Given text:
The real scandal, of course, is not two questionable signatures on the HOOPs petition. It is the repeated abuse of public money to mislead ministers, MPs, the media and even members of the general public who may stumble upon this pathetic propaganda.
I should add that my letter to the DH concluded as follows:
I would like to put the complaints that you have received into context. You have outlined five very specific incidents that, as outlined above, we were disturbed to hear about and have treated seriously, as I trust this [five-page] letter demonstrates. These have been received in the context of almost a quarter of a million signatures, submitted by Forest, opposing plain packaging. The scale of the public response against standardised packaging of tobacco products has therefore been nothing short of overwhelming, and I hope you will not lose sight of that.
PS. All correspondence between Forest and the Department of Health between June to October 2012 has now been released under Freedom of Information.
To access it you have to visit the DH website and click FOI disclosure log. Then you have to "email your request for a FOI release, or write to the Department of Health. Please include both the reference number and subject details of the FOI release in your request".
Freedom of information? They don't make it easy, do they?!
Reader Comments (6)
What I find most alarming about all this is that we seem to drifting into "Government by Petition". Who can get the most signatures or who can get the most responses to a "consultation". There is to be a "consultation" about minimum pricing of alcohol. What useful purpose will this serve?
I do not trust Britton or Arnott at all. I would like to believe that the obvious dishonesty attached to this campaign will highlight the deep vein of politically motivated mendacity that runs through the entire public health industry. That unfortunately would take courage on behalf of our elected representatives so, despite the dwindling public support for these people, I believe that they will continue to get away with behaviour that would see them fired or worse if they worked in a more reputable sector. Britton was ultimately responsible for the text that encouraged people to sign multiple petitions and had he been a politician or a corporate executive, he would be out of a job by now. Why are these people allowed to get away with what others are not? Are they accountable to anyone at all?
Every single dirty scam they have pulled to enforce their ideological nonsense on a public that has made clear they don't want it has been logged and will be useful when a public inquiry is held into the corruption and fraud committed by these groups with public money.
There must be a public inquiry if the minority of smokerphobics get their way and they must be exposed. Where criminal action in misleading the public and Govt has been committed in terms of their fraud, they must be held to account and prosecuted.
Watch even more people walk in and sign up as members of UKIP if Govt really humours this madness. The Tories just can't wait to give their votes away.

Set of tasks:
1/ In the plain packaging post, retype the passage between "I should add" and "Freedom of Information.", inclusive.
2/ According to the opening paragraph of the plain packaging post, which groups are misled by the repeated abuse of public money? List every one.
3/ Decide whether each statement agrees with the plain packaging post. Answer yes or no and quote the deciding words.
(a) Forest submitted almost a quarter of a million signatures opposing plain packaging.
(b) The correspondence released under Freedom of Information covers June to December 2012.
(c) The letter to the DH ran to three pages.

Information:
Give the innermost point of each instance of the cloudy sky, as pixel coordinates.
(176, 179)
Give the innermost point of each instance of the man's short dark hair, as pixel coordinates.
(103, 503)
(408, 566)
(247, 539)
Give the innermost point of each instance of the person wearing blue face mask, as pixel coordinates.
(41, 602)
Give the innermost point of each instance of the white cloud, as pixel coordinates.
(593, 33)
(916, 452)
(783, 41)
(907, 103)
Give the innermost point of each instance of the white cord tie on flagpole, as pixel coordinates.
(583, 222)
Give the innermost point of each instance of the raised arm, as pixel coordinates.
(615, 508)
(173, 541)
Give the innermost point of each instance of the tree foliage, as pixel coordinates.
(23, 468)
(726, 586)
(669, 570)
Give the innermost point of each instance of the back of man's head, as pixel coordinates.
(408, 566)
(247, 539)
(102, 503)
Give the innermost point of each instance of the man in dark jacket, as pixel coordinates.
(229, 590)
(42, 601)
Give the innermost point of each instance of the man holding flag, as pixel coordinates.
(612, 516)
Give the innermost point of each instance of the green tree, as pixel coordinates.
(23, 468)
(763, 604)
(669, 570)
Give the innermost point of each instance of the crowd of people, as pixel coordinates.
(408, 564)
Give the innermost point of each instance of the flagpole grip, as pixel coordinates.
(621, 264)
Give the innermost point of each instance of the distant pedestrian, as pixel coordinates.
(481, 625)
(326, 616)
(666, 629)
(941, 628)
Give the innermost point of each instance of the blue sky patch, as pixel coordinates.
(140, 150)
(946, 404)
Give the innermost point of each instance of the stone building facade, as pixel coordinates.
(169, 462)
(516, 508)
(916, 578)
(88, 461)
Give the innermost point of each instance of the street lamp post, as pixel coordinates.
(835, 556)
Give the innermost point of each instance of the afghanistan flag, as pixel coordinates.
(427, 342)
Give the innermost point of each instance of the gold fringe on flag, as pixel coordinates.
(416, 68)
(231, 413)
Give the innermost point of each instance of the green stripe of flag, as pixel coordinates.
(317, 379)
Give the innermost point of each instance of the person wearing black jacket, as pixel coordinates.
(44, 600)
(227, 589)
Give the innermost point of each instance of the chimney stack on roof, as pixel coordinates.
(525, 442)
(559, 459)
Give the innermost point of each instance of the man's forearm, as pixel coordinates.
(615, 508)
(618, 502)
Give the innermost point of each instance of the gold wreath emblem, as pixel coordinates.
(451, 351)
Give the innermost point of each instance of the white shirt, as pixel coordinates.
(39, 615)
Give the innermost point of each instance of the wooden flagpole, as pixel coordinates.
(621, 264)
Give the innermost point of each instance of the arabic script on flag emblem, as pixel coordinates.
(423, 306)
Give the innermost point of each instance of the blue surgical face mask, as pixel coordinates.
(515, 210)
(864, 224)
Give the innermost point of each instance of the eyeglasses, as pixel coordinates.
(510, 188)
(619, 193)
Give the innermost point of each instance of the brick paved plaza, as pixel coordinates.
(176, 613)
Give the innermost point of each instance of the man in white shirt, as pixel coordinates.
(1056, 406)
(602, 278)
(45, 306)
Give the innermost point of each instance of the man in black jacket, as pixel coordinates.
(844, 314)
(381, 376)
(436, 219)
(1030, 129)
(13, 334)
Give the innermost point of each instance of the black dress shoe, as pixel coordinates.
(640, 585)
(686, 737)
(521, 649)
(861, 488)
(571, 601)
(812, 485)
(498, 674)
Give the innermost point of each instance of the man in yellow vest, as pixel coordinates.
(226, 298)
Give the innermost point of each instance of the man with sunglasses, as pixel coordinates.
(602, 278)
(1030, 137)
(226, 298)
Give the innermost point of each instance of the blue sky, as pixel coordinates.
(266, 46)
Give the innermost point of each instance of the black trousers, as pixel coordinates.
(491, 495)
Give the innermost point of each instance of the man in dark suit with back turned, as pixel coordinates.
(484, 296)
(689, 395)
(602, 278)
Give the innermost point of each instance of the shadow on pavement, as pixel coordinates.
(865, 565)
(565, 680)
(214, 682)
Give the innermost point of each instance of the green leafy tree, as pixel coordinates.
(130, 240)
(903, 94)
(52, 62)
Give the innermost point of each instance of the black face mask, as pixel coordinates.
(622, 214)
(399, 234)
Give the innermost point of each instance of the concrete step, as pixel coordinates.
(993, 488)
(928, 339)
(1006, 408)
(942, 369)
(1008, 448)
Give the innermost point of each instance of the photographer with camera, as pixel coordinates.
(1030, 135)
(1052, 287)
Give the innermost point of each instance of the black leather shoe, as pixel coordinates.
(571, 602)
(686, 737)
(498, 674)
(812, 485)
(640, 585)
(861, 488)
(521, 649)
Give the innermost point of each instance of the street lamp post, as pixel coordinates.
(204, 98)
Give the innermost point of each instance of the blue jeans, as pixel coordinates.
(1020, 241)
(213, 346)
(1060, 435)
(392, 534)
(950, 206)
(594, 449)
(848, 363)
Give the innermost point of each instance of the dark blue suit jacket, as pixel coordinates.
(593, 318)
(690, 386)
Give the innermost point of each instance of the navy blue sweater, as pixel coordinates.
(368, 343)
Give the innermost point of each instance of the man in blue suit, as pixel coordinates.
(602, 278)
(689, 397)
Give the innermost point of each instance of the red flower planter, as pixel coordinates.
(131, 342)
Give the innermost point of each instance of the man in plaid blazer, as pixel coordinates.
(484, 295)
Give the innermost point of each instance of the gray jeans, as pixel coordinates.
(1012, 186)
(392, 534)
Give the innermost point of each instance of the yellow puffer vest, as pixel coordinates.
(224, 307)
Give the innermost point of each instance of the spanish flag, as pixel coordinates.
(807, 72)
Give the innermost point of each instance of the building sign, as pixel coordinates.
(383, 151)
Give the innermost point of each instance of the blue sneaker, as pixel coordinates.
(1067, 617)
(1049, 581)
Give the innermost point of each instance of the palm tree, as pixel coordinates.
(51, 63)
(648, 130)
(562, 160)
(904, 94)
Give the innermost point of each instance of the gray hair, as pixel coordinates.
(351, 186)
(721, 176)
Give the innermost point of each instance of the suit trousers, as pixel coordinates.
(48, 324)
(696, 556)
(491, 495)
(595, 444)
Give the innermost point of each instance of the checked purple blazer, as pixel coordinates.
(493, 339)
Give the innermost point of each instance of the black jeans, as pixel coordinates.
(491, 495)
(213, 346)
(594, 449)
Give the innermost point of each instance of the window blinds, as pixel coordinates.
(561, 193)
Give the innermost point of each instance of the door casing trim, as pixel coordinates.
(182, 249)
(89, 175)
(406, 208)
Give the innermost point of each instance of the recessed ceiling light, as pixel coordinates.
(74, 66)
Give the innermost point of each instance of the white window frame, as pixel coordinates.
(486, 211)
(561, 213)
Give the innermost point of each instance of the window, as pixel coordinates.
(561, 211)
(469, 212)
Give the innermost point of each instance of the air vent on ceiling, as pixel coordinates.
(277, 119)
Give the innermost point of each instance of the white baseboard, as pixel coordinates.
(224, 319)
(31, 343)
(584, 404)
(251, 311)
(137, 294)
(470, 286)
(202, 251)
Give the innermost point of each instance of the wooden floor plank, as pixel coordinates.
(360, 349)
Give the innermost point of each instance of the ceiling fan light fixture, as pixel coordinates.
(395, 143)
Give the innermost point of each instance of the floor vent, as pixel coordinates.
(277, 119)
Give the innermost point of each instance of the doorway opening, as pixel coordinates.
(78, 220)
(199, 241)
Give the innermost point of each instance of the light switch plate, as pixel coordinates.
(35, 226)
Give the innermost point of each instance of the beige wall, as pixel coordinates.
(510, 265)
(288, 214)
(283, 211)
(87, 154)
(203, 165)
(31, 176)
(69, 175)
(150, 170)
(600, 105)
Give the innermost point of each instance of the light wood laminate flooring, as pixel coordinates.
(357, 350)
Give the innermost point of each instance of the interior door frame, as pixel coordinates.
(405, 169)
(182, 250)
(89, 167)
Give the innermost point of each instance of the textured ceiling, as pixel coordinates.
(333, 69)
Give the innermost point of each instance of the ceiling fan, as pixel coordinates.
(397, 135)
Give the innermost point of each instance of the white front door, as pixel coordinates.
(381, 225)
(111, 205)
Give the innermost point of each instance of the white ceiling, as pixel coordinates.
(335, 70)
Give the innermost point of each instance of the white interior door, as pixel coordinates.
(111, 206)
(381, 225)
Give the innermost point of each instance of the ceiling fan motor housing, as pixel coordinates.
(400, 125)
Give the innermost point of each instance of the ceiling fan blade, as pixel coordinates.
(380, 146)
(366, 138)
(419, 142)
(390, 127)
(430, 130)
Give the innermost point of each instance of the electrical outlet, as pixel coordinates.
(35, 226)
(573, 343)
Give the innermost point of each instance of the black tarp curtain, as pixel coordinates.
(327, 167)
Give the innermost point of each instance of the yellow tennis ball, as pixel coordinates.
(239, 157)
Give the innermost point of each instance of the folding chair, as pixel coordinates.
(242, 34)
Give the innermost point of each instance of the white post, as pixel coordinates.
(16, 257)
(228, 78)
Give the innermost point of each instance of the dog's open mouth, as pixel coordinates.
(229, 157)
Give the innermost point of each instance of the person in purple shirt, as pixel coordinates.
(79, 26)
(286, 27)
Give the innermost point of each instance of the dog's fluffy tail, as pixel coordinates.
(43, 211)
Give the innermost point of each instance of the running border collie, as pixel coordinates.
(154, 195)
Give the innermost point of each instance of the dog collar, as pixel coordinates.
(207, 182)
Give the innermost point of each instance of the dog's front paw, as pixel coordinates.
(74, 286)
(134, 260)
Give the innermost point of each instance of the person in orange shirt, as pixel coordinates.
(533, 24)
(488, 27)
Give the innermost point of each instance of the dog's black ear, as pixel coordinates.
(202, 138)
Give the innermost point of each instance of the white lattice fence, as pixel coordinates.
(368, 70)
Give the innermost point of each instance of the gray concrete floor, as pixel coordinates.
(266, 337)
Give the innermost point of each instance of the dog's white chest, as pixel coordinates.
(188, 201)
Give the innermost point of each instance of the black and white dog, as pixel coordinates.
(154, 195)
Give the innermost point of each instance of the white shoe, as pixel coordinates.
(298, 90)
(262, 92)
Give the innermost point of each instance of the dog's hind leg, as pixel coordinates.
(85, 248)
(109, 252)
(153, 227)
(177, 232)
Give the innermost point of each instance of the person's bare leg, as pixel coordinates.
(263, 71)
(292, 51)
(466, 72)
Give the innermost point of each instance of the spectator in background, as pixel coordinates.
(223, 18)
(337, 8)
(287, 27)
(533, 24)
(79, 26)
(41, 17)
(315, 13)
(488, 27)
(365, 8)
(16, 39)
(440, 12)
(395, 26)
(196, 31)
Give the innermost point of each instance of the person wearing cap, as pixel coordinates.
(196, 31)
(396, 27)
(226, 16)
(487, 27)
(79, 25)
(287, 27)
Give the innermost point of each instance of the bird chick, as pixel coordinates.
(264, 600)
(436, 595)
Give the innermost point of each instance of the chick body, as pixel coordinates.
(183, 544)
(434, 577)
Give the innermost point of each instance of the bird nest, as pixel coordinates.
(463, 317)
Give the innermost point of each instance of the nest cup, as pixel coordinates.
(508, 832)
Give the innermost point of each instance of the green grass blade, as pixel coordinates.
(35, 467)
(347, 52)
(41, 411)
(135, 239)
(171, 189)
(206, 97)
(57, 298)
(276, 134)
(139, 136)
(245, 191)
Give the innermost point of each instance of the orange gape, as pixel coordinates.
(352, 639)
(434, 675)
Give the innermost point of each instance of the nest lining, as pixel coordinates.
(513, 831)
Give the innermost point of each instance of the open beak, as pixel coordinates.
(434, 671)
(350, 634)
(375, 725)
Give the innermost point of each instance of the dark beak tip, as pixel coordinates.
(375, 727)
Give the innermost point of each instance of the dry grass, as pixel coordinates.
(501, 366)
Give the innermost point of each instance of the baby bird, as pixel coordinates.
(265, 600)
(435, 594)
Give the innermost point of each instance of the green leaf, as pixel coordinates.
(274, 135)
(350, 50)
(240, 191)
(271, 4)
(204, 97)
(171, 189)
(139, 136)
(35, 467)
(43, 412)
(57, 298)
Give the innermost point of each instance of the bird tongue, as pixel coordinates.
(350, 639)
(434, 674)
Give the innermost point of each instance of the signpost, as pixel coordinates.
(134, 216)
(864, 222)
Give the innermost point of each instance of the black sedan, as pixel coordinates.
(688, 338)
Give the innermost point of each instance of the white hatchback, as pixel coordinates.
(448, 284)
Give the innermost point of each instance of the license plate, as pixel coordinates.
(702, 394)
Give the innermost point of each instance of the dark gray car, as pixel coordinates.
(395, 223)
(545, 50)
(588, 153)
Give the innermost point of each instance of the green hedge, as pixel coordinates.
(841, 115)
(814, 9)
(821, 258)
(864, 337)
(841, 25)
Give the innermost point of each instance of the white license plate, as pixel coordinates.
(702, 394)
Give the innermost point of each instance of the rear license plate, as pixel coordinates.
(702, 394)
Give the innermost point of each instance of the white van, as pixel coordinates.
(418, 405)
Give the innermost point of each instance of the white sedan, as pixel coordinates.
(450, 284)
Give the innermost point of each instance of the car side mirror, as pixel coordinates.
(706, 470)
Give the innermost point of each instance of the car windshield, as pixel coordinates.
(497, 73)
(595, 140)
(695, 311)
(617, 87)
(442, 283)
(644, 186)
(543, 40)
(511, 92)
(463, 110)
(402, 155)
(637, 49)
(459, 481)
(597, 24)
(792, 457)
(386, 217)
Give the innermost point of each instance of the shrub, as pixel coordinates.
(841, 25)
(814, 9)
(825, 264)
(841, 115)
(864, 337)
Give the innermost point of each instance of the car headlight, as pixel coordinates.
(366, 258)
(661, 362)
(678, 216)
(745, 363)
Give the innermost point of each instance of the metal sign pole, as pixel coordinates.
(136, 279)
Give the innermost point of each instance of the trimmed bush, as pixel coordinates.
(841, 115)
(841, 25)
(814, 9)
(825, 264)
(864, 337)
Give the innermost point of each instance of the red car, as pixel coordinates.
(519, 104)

Results for the exercise:
1/
I should add that my letter to the DH concluded as follows:
I would like to put the complaints that you have received into context. You have outlined five very specific incidents that, as outlined above, we were disturbed to hear about and have treated seriously, as I trust this [five-page] letter demonstrates. These have been received in the context of almost a quarter of a million signatures, submitted by Forest, opposing plain packaging. The scale of the public response against standardised packaging of tobacco products has therefore been nothing short of overwhelming, and I hope you will not lose sight of that.
PS. All correspondence between Forest and the Department of Health between June to October 2012 has now been released under Freedom of Information.

2/
- Ministers
- MPs
- The media
- Members of the general public who may stumble upon this pathetic propaganda

3/
(a) Yes: "almost a quarter of a million signatures, submitted by Forest, opposing plain packaging"
(b) No: "between June to October 2012"
(c) No: "[five-page] letter"